### [Short exercise]
Repeat word for word the part of the George Rankine biography that runs from "George Leopold Rankine (4" to "4 November 1884.", including both ends.

### [Source extract]
Personal information
- Full name: George Leopold Rankine
- Date of birth: 4 November 1884
- Place of birth: Warrnambool, Victoria
- Date of death: 26 July 1945 (aged 60)
- Place of death: Murray Bridge, South Australia

Playing career^{1}
- Years: Club / Games (Goals)
- 1908: Richmond / 2 (0)
- ^{1} Playing statistics correct to the end of 1908.

= George Rankine =

Australian rules footballer

George Leopold Rankine (4 November 1884 – 26 July 1945), known as "Leo", was an Australian rules footballer who played with Richmond in the Victorian Football League (VFL).

==Family==
The son of Henry George Rankine, and Eva Anne Rankine, née Crossley, George Leopold Rankine was born at Warrnambool on 4 November 1884.

### [Data]
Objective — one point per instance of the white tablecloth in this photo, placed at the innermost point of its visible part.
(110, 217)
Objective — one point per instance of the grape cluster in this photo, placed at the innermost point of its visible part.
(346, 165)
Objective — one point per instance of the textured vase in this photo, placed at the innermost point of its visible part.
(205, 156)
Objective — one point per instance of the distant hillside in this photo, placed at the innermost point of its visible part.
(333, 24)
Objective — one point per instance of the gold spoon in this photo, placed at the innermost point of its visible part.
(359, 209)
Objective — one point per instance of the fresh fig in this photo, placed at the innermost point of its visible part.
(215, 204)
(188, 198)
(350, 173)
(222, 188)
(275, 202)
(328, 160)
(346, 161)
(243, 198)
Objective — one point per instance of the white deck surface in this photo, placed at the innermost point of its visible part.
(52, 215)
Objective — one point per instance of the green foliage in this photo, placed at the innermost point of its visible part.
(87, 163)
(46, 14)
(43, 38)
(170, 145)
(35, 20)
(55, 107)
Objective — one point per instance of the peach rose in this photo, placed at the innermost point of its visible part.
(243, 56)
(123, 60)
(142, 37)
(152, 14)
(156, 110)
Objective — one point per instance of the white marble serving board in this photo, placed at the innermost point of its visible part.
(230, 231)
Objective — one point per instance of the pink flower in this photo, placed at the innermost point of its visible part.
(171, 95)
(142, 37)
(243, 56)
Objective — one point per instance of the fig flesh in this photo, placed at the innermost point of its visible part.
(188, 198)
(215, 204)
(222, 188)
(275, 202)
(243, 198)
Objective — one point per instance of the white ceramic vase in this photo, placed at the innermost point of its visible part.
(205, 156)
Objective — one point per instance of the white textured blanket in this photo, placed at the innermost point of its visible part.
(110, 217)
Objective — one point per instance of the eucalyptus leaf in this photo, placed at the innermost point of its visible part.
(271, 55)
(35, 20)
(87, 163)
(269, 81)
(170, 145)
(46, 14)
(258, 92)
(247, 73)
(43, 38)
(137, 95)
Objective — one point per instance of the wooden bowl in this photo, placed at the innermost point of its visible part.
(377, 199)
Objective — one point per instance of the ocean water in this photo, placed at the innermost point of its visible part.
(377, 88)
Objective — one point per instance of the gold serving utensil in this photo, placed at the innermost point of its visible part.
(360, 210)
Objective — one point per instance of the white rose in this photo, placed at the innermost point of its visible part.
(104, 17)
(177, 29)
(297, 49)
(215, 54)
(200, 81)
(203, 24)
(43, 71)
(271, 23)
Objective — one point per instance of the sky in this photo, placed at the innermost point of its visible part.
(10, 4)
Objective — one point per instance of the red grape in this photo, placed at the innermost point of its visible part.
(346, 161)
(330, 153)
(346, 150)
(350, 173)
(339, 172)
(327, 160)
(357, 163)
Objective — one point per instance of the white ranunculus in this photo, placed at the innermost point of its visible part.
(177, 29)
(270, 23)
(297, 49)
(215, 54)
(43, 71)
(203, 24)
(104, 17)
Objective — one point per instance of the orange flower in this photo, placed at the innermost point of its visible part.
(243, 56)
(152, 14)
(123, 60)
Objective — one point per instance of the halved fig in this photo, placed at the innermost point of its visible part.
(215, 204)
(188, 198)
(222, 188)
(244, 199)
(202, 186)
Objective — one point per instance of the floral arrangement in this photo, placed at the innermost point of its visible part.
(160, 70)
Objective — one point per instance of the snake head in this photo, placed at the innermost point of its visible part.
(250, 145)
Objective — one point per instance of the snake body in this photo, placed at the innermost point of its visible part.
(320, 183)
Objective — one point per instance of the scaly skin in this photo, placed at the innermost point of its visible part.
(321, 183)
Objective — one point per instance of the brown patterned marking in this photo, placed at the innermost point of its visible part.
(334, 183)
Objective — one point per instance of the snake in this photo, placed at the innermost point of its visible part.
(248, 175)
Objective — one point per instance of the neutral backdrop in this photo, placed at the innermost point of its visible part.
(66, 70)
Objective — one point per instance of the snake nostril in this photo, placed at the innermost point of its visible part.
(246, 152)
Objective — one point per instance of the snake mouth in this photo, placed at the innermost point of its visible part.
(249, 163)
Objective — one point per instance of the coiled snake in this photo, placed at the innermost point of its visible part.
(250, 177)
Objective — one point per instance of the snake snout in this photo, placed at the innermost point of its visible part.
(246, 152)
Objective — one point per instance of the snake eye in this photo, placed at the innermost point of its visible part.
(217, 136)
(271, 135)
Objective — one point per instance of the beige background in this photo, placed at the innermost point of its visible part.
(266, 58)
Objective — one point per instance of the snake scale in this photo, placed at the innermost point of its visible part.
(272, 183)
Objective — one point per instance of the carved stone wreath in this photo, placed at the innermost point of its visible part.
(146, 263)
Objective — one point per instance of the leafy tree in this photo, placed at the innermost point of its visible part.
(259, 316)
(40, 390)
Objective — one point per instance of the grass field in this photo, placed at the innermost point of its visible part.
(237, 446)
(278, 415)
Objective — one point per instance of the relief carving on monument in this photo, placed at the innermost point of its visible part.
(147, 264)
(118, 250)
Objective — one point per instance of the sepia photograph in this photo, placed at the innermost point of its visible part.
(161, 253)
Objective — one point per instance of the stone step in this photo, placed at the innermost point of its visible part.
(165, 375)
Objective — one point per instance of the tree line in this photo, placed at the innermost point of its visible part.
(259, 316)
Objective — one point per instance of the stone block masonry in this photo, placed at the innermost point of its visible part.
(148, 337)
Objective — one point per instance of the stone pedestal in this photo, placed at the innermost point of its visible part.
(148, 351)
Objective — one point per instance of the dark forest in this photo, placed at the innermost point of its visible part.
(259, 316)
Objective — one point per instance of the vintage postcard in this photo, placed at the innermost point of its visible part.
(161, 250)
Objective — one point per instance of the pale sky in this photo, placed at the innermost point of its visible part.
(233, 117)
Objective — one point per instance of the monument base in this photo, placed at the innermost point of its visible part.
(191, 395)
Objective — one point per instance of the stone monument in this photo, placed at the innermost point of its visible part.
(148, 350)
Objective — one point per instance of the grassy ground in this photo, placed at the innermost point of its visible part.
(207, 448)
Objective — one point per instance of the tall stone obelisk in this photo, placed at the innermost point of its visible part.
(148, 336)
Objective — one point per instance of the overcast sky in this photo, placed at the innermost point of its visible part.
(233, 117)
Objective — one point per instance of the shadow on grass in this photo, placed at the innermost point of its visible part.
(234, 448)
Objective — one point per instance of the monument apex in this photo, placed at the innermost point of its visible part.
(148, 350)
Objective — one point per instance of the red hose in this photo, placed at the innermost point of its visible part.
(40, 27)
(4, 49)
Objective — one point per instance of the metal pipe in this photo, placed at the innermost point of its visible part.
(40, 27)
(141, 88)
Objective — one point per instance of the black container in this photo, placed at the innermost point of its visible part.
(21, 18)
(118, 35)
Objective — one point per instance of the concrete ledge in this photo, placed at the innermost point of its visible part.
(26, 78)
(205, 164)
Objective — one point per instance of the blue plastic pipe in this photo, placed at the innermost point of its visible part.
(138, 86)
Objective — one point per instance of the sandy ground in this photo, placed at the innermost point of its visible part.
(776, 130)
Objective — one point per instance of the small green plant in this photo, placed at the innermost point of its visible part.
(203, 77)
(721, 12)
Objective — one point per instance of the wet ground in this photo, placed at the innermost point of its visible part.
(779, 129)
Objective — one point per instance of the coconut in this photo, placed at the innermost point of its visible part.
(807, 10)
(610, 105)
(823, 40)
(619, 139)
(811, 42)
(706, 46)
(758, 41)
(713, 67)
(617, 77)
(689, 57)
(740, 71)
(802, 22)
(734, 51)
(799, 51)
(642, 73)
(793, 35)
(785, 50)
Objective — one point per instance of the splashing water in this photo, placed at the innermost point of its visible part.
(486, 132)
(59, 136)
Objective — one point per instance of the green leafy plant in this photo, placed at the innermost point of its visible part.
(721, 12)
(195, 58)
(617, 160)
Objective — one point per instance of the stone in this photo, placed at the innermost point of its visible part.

### [Result of this task]
George Leopold Rankine (4 November 1884 – 26 July 1945), known as "Leo", was an Australian rules footballer who played with Richmond in the Victorian Football League (VFL).

==Family==
The son of Henry George Rankine, and Eva Anne Rankine, née Crossley, George Leopold Rankine was born at Warrnambool on 4 November 1884.